## What you should do
Images should be omitted while the rest of the data is duplicated exactly.

(Stored entries)
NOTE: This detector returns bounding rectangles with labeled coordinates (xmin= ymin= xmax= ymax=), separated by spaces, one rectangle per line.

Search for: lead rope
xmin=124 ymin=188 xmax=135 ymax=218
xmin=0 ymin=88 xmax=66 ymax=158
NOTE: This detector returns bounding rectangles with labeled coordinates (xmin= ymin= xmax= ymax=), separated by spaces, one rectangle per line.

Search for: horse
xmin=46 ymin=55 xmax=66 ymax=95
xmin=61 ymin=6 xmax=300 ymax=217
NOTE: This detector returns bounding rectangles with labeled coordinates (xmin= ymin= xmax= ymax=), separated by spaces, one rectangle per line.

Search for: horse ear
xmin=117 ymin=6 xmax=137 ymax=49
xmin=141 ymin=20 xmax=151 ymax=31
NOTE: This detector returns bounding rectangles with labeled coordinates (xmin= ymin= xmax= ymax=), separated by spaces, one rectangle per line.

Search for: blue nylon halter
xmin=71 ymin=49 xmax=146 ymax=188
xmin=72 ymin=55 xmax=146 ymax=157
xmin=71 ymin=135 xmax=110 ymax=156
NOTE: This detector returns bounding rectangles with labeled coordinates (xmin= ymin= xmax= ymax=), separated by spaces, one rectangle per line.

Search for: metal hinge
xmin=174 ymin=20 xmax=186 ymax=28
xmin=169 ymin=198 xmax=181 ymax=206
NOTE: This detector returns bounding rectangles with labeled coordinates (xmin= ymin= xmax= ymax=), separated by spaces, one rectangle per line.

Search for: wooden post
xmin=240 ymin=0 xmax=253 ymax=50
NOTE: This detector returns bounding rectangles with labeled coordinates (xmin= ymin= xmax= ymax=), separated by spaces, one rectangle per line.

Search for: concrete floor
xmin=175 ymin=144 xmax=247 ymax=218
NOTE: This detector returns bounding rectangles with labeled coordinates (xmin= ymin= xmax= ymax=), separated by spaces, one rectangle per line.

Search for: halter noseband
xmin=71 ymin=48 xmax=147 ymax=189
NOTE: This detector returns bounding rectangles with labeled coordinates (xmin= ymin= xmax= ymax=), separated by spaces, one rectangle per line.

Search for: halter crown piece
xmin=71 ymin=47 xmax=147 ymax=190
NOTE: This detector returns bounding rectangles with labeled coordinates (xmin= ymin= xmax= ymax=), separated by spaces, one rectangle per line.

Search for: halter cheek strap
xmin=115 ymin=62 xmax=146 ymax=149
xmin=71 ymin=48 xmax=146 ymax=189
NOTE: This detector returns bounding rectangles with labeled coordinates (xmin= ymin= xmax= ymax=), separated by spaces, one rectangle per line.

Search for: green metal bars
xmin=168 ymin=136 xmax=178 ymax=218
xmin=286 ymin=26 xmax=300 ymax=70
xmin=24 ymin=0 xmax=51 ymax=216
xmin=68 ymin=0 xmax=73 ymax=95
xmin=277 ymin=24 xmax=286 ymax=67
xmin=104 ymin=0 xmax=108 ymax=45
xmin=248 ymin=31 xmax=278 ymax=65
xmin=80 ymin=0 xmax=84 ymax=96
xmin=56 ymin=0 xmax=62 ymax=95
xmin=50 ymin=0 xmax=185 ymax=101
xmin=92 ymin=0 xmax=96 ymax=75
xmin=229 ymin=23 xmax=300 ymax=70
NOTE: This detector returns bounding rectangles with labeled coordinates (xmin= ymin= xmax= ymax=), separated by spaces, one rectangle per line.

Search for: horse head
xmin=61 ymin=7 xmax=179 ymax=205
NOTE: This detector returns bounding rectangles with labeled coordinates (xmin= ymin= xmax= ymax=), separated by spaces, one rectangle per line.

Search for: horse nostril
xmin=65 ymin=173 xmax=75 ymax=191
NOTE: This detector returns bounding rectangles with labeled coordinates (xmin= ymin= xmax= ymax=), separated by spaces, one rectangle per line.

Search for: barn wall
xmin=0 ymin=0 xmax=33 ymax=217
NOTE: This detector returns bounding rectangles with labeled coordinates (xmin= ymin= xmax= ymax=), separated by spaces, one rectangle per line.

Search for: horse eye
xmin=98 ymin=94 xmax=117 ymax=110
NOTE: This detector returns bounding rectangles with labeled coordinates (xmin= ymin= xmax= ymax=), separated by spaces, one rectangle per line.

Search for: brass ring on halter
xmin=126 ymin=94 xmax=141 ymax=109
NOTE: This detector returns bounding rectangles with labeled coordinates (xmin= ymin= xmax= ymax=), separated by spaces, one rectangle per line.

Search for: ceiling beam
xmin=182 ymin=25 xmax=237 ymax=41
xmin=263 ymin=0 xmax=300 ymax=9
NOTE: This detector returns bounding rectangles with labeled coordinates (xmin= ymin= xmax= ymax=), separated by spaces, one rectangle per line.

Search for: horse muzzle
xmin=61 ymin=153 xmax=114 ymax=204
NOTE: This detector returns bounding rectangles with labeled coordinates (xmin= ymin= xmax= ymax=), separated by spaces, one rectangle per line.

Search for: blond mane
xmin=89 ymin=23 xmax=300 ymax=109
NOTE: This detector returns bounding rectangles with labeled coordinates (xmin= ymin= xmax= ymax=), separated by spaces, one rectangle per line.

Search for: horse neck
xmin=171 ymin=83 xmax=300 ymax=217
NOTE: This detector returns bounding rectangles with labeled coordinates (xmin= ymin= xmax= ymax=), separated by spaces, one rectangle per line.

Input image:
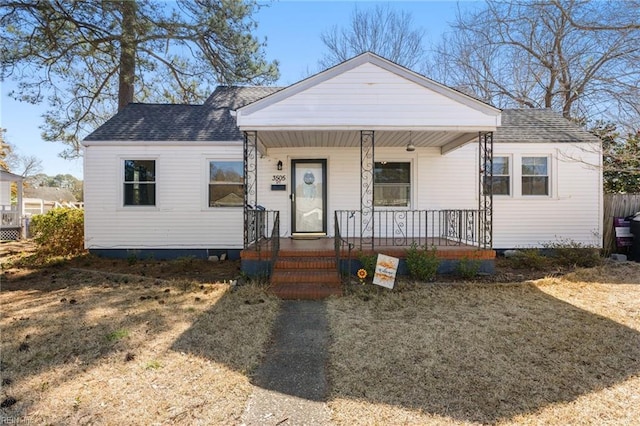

## Response for this exercise
NOTE: This detector returns bounding rectangles with labeled coordinates (xmin= ymin= xmax= ymax=), separated by spaces, one rectangle per line.

Search for: lead rope
xmin=124 ymin=188 xmax=135 ymax=218
xmin=0 ymin=88 xmax=66 ymax=158
NOTE: This detector returns bounding rectangles with labeled coordinates (xmin= ymin= xmax= ymax=), separated by spaces, one rectangle per line.

Search for: horse
xmin=46 ymin=55 xmax=66 ymax=95
xmin=61 ymin=6 xmax=300 ymax=217
NOTE: This detector returns bounding rectangles with labeled coordinates (xmin= ymin= xmax= ymax=), separated by spaces, one rectangle per line.

Search for: horse ear
xmin=117 ymin=6 xmax=137 ymax=49
xmin=141 ymin=20 xmax=151 ymax=31
NOTE: This detector returns bounding rectangles with labeled coordinates (xmin= ymin= xmax= ymax=), separated by spaces, one rectangle per line.

Search for: blue nylon halter
xmin=71 ymin=49 xmax=146 ymax=188
xmin=72 ymin=55 xmax=146 ymax=157
xmin=71 ymin=135 xmax=110 ymax=156
NOTE: This detector returns bounding rectangles with labeled coordinates (xmin= ymin= xmax= ymax=), separated by spaces, one rectangle per line.

Search for: metal hinge
xmin=174 ymin=20 xmax=186 ymax=28
xmin=169 ymin=198 xmax=181 ymax=206
NOTE: This detector returns bounding rectangles with labeled coordinates (xmin= ymin= xmax= ymax=), separated by spaces, one rectangle per line.

Search for: wooden post
xmin=240 ymin=0 xmax=253 ymax=50
NOTE: This detector returns bounding rectangles with labeled coordinates (xmin= ymin= xmax= ymax=), separated by spaces, one rectangle per line.

Search for: concrete floor
xmin=175 ymin=144 xmax=247 ymax=218
NOTE: This detector returns bounding rectangles with labeled coordinates (xmin= ymin= xmax= ymax=), separated by spaces, one rectangle per line.

Search for: halter noseband
xmin=71 ymin=48 xmax=147 ymax=189
NOTE: This detector returns bounding rectangles with labeled coordinates (xmin= ymin= xmax= ymax=), separated by spaces, one rectangle per line.

Search for: halter crown piece
xmin=71 ymin=47 xmax=147 ymax=190
NOTE: This detector returns bounding rectangles with labeled coordinates (xmin= ymin= xmax= ymax=), separated by spaces, one rectangle per line.

Search for: halter cheek strap
xmin=115 ymin=62 xmax=146 ymax=149
xmin=71 ymin=48 xmax=146 ymax=189
NOTE: This detector returns bounding rectangles with labeled coordinates (xmin= ymin= xmax= ymax=), separated by spaces, one rectangle per line.

Search for: green metal bars
xmin=168 ymin=136 xmax=178 ymax=218
xmin=286 ymin=26 xmax=300 ymax=70
xmin=24 ymin=0 xmax=51 ymax=216
xmin=68 ymin=0 xmax=73 ymax=95
xmin=277 ymin=24 xmax=286 ymax=67
xmin=104 ymin=0 xmax=108 ymax=45
xmin=248 ymin=31 xmax=278 ymax=65
xmin=80 ymin=0 xmax=84 ymax=96
xmin=56 ymin=0 xmax=62 ymax=95
xmin=50 ymin=0 xmax=185 ymax=101
xmin=92 ymin=0 xmax=96 ymax=75
xmin=229 ymin=23 xmax=300 ymax=70
NOTE: This detector returns bounding rectangles with labeled coordinates (xmin= ymin= xmax= ymax=), separated by spaces, one rectangle per line.

Search for: horse head
xmin=61 ymin=7 xmax=179 ymax=205
NOTE: This detector returns bounding rectangles with labeled coordinates (xmin= ymin= xmax= ymax=), separated by spaces, one rectangle per line.

Search for: horse nostril
xmin=65 ymin=173 xmax=75 ymax=191
NOTE: This detector returns bounding rectangles with labeled coordinates (xmin= ymin= xmax= ymax=), separated by spaces, one rectangle per line.

Search for: barn wall
xmin=0 ymin=0 xmax=33 ymax=217
NOTE: This detector returns bounding rectangles with labeled coordinates (xmin= ymin= xmax= ymax=), separated by spaces, one rectangle per line.

Search for: horse eye
xmin=98 ymin=94 xmax=117 ymax=110
NOTE: This detector returns bounding rectangles with labeled coordinates (xmin= ymin= xmax= ymax=), separated by spaces, one rectangle per line.

Search for: brass ring on halter
xmin=126 ymin=94 xmax=141 ymax=109
NOTE: This detector returns bounding rectangles with labeled coordinates (xmin= ymin= xmax= ymax=), separated by spaces, one rectangle per line.

Search for: ceiling beam
xmin=182 ymin=25 xmax=237 ymax=41
xmin=263 ymin=0 xmax=300 ymax=9
NOTE: This detector returns bounding rectangles with labeled coordinates (xmin= ymin= xmax= ymax=), separated by spaces, one rectangle per line.

Search for: horse muzzle
xmin=61 ymin=153 xmax=114 ymax=204
NOTE: This detector returns bounding rectangles with labeled coordinates (xmin= ymin= xmax= ymax=), separated by spaces, one rectangle per line.

Search for: blond mane
xmin=89 ymin=23 xmax=300 ymax=109
NOTE: This detector returns bounding rectangles with labeled coordinates (xmin= ymin= xmax= ymax=), separated by spaces, one rectangle per line.

Search for: horse neck
xmin=171 ymin=83 xmax=300 ymax=217
NOTE: This detector returns bounding rectangles with labeled coordinates (xmin= ymin= xmax= ymax=), separated by spaces, one rectangle per line.

Input image:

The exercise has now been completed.